Stored items

◇ ◇ ◇ ◇

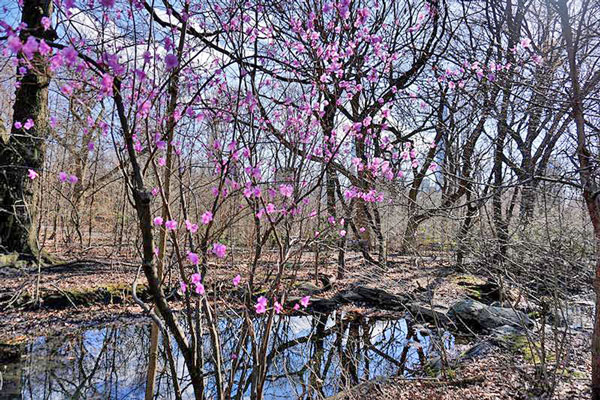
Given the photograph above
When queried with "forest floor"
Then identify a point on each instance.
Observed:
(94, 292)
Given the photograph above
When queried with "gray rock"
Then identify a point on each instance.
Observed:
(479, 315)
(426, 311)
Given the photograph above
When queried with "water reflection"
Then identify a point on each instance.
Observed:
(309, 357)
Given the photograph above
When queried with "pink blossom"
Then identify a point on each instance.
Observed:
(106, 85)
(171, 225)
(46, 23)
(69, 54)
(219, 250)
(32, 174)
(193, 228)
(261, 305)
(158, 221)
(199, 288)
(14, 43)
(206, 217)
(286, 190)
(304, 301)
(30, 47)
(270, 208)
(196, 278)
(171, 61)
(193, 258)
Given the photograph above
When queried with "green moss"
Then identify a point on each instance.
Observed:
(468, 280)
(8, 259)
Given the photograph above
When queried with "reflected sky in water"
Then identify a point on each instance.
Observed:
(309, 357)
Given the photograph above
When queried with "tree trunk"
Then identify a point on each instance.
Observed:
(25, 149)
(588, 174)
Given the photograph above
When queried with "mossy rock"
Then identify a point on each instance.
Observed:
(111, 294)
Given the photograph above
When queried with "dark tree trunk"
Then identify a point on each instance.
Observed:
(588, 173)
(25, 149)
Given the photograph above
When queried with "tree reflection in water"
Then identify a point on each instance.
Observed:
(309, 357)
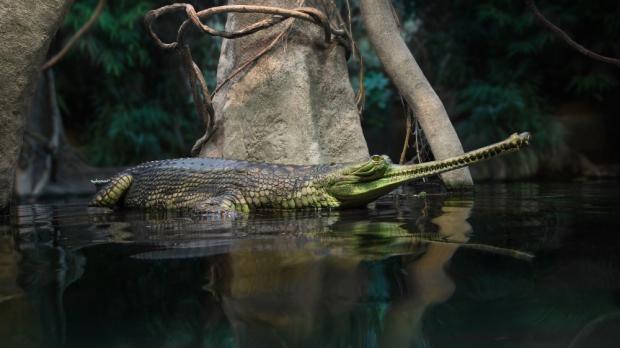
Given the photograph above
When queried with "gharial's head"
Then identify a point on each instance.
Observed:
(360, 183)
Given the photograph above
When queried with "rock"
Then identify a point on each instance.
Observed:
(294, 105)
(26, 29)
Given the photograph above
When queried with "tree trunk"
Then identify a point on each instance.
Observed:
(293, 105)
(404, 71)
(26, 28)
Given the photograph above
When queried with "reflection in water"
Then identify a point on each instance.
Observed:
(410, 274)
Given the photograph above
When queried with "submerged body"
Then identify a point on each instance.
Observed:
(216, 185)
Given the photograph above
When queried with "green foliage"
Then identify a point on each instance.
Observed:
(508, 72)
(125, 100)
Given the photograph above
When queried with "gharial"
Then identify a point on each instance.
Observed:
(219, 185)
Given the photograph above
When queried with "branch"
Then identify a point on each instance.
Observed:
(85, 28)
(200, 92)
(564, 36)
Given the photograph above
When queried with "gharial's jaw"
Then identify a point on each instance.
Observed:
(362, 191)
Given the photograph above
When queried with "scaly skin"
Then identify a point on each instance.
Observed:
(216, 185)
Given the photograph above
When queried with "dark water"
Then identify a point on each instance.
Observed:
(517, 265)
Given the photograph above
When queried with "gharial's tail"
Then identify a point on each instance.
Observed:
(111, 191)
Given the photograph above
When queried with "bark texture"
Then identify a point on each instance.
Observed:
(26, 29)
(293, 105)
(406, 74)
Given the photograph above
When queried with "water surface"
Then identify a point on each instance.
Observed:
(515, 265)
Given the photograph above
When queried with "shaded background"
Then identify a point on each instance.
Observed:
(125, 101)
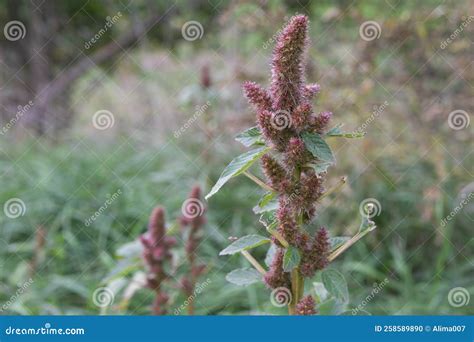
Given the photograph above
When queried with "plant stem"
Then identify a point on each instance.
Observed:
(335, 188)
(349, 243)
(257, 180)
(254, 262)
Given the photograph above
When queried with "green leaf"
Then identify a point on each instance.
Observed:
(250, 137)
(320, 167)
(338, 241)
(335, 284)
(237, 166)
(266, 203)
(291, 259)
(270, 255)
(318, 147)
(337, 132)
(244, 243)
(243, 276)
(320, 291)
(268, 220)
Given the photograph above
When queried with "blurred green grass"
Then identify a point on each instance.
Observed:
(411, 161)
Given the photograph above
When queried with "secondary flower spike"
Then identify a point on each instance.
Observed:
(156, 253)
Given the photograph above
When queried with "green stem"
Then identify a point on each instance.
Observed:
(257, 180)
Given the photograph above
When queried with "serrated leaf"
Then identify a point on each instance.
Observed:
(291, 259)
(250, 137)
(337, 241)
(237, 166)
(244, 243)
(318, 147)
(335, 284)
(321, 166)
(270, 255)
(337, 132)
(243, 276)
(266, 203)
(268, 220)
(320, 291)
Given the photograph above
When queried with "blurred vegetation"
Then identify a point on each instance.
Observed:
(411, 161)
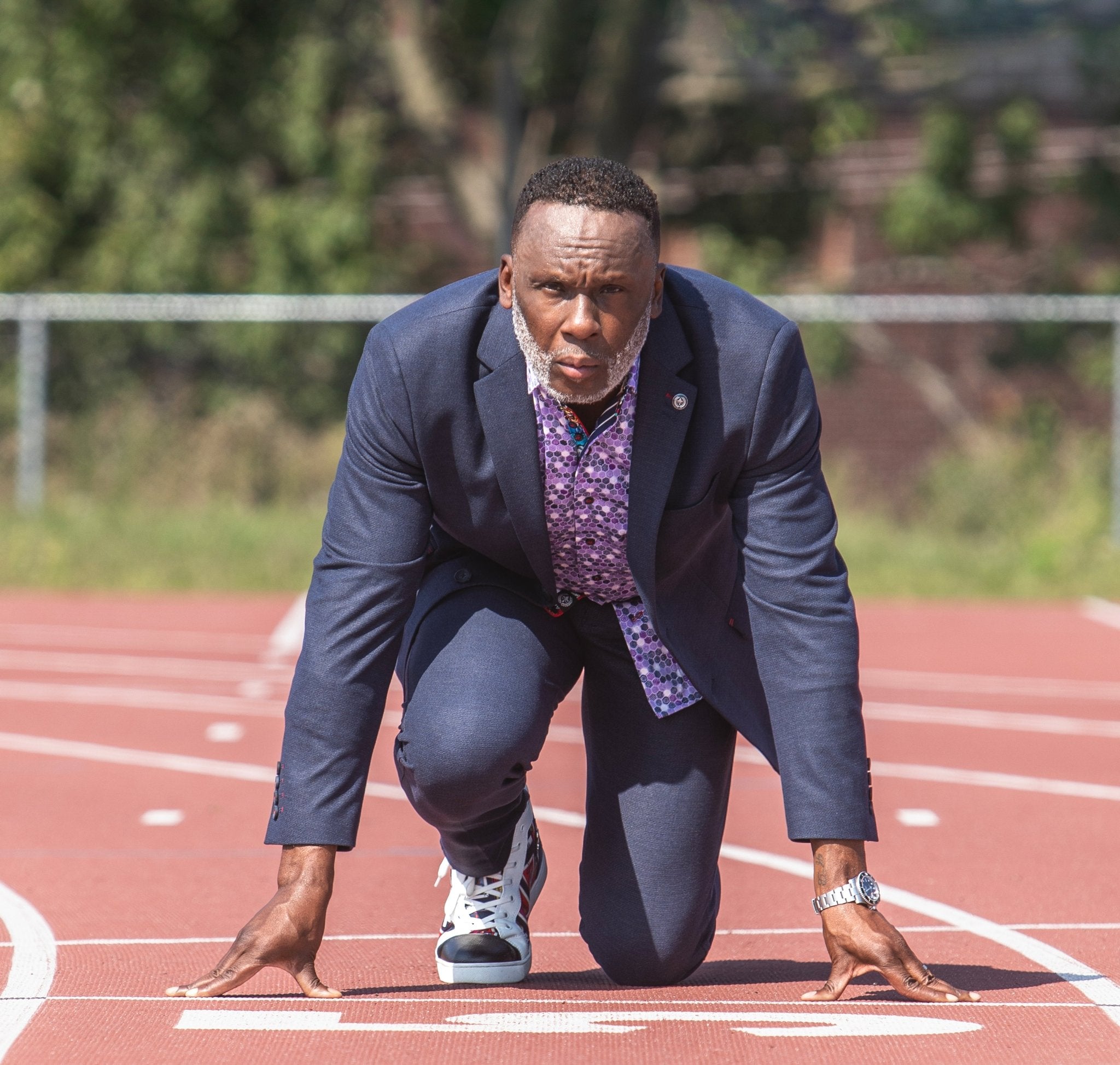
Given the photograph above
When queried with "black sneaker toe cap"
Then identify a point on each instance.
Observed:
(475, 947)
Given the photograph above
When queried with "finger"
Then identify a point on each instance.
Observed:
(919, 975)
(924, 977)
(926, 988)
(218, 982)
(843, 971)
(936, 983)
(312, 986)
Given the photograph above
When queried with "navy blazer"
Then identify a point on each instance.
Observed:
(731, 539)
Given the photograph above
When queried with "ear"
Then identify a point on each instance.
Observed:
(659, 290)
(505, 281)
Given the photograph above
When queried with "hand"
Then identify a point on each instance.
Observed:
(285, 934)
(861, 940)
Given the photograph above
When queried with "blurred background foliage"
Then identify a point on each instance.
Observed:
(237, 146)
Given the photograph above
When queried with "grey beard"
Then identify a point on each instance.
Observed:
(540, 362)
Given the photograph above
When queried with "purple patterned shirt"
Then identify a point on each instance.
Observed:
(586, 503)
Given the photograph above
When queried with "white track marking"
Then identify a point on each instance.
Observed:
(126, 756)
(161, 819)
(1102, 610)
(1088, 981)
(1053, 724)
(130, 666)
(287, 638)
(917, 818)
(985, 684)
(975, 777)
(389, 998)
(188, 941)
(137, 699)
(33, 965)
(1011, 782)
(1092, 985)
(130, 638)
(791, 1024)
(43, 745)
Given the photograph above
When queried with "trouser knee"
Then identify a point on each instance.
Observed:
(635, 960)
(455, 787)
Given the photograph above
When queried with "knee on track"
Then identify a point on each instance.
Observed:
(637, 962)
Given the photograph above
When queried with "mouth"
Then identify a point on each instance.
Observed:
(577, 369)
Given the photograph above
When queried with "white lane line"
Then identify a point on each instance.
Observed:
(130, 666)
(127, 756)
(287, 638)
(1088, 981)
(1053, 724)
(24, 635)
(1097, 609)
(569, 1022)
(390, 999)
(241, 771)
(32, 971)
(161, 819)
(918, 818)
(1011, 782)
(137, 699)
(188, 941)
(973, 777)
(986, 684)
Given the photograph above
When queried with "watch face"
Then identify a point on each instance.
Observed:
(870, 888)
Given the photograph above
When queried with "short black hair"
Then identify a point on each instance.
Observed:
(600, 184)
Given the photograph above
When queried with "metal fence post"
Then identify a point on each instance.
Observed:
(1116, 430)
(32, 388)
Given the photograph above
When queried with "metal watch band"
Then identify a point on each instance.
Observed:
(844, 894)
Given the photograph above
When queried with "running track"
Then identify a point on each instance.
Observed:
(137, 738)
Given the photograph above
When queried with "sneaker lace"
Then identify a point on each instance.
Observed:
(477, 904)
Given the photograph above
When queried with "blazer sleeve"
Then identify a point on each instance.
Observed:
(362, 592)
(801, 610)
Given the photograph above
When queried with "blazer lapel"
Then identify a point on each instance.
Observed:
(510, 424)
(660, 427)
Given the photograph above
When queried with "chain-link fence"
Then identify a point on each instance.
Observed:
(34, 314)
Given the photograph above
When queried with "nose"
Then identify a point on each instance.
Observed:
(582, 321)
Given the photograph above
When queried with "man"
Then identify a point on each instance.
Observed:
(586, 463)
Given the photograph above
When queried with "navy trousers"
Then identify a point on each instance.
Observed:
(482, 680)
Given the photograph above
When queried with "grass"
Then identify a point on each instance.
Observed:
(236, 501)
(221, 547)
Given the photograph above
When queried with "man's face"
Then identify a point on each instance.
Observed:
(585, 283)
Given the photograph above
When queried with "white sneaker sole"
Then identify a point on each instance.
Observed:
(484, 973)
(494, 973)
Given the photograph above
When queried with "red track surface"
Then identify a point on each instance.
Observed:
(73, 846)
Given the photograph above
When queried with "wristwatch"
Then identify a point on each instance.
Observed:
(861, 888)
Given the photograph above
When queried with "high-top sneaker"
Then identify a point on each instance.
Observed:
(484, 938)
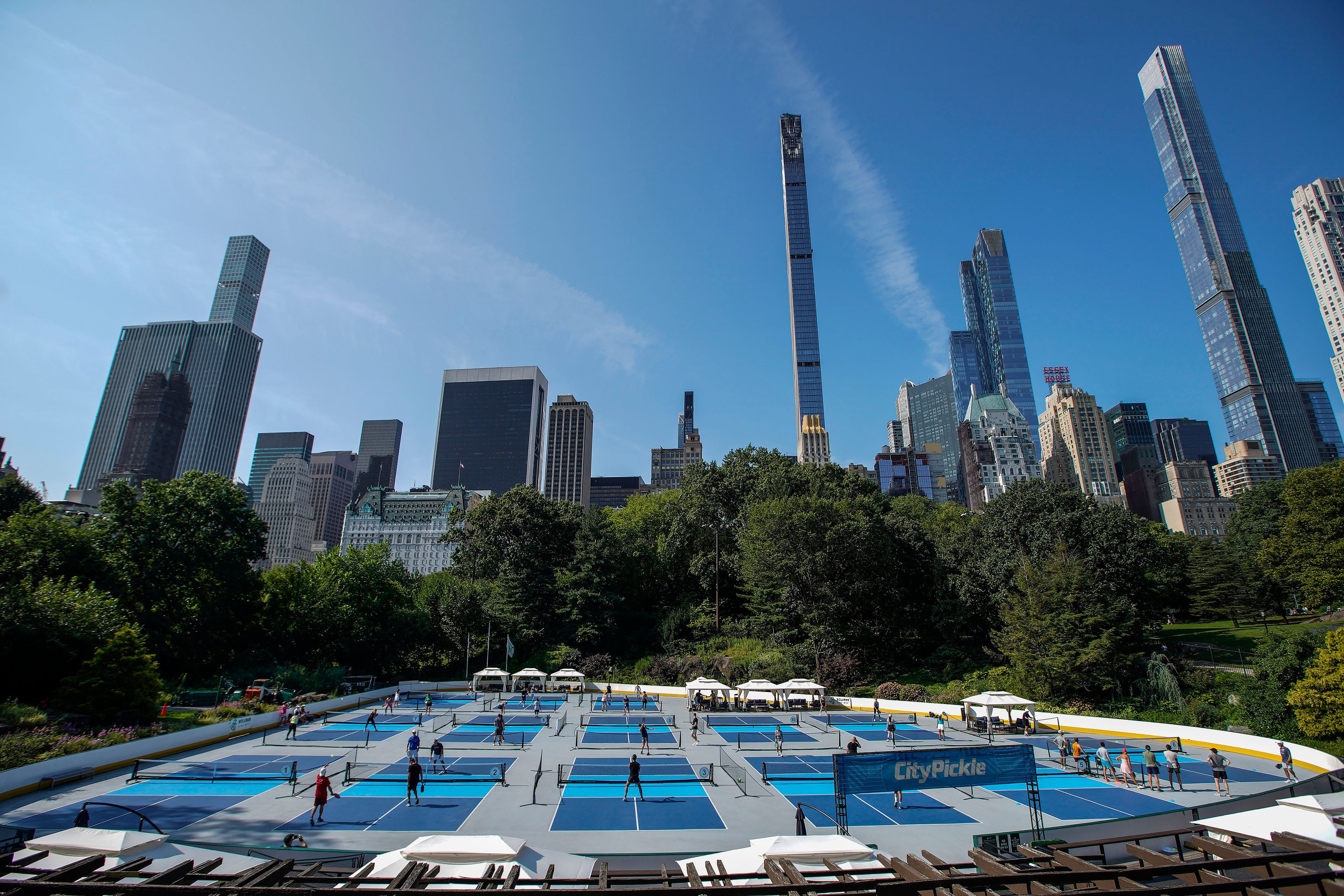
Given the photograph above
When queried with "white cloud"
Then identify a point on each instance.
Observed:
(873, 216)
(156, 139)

◇ ◇ ◇ ◇

List every line in the rows above that contains the word "track".

--- Exercise answer ---
When queried with "white track marking"
When queried with "knee on track"
When queried with "running track"
When queried with "red track surface"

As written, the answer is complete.